— REQUIRED WORK —
Among the entries, find the lines with the string "below" and copy them.

----- RECORD SET

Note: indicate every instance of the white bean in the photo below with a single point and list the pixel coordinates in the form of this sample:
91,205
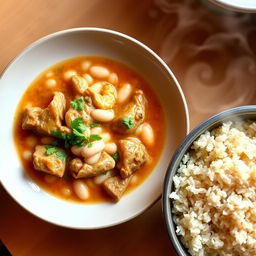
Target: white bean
88,78
93,159
96,130
50,178
113,78
103,115
81,189
31,141
66,191
99,72
147,134
134,139
101,178
111,148
106,136
134,180
50,83
76,150
68,74
139,130
85,65
96,87
49,74
124,93
27,155
46,140
97,146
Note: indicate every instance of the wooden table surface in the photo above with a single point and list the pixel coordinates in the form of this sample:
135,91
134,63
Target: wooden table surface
211,51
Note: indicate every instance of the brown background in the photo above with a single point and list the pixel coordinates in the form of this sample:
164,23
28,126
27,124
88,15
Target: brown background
212,53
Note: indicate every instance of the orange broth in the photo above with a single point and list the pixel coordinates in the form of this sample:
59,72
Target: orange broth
39,95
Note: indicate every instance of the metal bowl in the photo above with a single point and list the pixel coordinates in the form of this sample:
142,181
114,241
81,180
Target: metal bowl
239,113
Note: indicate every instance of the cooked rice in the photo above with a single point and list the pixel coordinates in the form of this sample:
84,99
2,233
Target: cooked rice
214,202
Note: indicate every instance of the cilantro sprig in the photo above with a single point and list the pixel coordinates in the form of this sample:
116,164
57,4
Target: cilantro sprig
116,156
78,136
92,125
77,104
128,122
50,149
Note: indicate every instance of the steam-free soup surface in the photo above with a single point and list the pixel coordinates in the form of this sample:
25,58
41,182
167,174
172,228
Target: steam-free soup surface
89,129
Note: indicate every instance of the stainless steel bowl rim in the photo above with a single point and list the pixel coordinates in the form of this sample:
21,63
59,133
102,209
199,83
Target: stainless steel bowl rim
239,113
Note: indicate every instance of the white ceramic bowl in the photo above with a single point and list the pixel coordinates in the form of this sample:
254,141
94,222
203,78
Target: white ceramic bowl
67,44
237,5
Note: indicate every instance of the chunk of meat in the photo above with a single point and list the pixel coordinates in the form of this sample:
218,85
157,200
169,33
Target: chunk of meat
83,170
72,114
80,84
45,120
133,155
48,163
134,110
116,186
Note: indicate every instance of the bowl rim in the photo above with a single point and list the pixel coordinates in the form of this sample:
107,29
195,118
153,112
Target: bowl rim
209,124
249,7
121,35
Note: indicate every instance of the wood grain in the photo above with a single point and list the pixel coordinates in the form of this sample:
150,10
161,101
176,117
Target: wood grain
211,51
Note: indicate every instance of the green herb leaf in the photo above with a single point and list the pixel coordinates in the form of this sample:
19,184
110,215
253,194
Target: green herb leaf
55,143
77,104
88,100
58,134
89,145
128,122
50,149
78,124
116,156
92,125
78,134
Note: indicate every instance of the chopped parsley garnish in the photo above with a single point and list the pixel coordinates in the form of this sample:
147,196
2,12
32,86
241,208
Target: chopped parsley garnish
77,104
58,152
128,122
78,124
88,100
92,125
58,134
89,145
116,156
77,137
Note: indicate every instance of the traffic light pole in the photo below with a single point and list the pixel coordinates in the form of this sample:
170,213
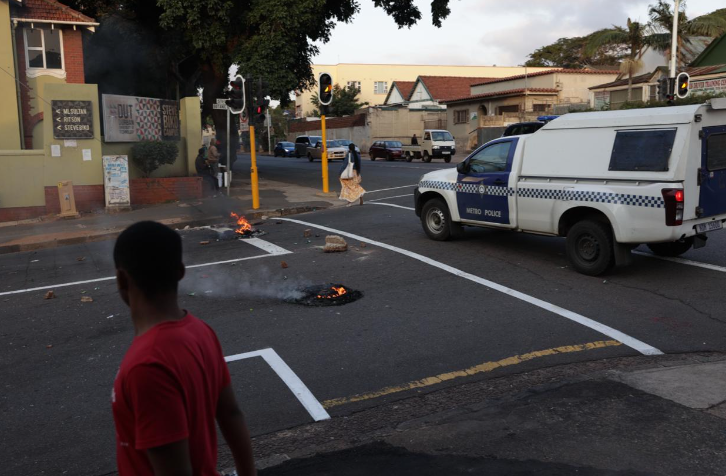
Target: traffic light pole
324,156
229,159
253,170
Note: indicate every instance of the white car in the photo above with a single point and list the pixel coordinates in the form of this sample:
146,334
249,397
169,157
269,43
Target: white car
608,181
335,151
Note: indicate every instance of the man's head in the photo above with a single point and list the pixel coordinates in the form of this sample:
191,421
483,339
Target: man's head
148,258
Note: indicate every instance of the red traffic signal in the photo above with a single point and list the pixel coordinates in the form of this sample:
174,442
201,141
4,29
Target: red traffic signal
325,92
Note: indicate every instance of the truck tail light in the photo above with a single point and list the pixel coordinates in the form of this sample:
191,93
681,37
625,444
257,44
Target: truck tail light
673,198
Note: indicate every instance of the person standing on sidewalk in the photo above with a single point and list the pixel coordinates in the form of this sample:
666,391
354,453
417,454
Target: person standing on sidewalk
350,177
173,381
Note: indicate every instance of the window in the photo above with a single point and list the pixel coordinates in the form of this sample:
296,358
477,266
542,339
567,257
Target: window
43,48
461,116
493,158
716,152
442,136
644,150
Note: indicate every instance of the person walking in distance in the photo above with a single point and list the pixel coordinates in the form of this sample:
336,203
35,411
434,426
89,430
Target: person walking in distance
173,381
350,178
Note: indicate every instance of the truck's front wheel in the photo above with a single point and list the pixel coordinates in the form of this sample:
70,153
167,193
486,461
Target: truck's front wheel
672,249
436,220
590,247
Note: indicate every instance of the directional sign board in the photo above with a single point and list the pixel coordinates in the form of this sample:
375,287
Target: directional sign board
72,119
220,104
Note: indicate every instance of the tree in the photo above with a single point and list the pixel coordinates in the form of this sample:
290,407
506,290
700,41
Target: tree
345,102
634,39
272,39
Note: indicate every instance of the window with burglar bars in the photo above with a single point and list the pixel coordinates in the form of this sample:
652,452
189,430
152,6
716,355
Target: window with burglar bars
43,48
461,116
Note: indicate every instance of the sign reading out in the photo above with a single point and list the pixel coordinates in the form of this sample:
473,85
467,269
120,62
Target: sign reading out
72,119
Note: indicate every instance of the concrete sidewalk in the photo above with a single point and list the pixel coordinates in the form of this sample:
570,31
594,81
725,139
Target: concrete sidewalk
631,416
276,199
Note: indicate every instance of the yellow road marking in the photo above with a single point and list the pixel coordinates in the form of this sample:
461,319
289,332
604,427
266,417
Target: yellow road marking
477,369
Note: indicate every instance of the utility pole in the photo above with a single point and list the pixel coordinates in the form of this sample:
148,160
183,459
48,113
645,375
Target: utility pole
674,40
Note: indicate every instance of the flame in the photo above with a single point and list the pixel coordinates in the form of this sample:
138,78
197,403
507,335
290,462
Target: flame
243,226
339,291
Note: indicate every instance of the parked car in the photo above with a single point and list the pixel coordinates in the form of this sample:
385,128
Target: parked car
284,149
654,178
435,144
335,151
302,143
389,149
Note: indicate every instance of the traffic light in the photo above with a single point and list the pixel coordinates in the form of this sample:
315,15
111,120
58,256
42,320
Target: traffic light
325,92
682,82
236,101
662,89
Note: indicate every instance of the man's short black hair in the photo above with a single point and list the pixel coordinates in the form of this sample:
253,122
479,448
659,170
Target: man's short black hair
151,253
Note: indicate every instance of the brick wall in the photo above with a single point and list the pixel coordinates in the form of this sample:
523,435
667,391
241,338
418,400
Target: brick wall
73,56
150,191
88,198
20,213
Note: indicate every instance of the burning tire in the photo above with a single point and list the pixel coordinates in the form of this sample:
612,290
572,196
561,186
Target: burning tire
326,295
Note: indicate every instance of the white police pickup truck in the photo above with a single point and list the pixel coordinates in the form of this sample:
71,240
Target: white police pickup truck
608,181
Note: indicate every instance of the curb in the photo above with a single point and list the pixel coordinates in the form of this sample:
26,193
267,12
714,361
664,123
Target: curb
102,236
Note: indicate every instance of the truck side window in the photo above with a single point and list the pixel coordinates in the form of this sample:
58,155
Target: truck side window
491,159
716,152
643,150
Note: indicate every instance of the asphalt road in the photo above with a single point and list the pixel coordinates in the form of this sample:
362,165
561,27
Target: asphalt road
428,309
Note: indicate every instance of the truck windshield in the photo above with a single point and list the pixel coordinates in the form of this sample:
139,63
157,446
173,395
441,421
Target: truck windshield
441,136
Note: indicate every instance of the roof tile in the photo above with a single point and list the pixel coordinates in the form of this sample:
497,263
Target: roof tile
49,10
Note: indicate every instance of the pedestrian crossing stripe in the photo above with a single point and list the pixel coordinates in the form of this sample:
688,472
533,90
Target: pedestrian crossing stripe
546,194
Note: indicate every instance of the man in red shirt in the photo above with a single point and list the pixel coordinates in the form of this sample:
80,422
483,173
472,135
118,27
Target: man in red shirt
173,381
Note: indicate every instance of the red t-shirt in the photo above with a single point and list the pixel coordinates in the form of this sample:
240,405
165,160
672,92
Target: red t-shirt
166,390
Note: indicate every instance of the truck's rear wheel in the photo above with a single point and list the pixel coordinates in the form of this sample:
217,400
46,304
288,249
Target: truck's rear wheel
675,248
590,247
436,220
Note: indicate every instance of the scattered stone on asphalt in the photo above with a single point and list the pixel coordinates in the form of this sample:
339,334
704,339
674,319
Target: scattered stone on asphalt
335,244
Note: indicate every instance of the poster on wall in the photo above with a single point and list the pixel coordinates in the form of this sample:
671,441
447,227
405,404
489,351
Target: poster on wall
170,120
72,119
134,119
116,181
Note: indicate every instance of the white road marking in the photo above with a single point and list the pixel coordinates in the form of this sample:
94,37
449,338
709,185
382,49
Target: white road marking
395,196
272,250
293,382
631,342
392,188
689,262
392,205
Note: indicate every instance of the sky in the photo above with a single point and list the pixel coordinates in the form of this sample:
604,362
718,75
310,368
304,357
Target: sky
480,32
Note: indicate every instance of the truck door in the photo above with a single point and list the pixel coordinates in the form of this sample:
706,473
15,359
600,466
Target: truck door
482,194
713,171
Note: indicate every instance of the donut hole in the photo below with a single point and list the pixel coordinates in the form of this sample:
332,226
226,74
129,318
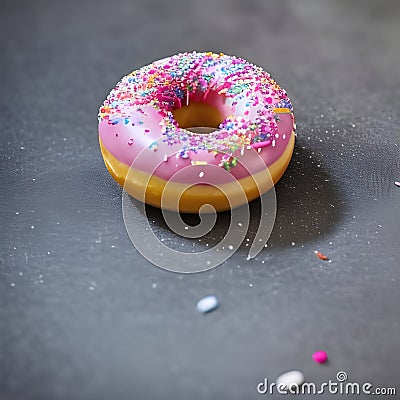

----------

— SOLVED EXERCISE —
Note: indicate every instance of the white bean in the photo below with a single point and list the pixel coordinates in the form of this sample:
Note: indicate every instance of the traffic light pole in the photo below with a single point and list the pixel coordinates in the form of this sample:
Note: indicate every instance of the donut hole in the photo below with a single point and list the pixel coordinates in the form of this sample:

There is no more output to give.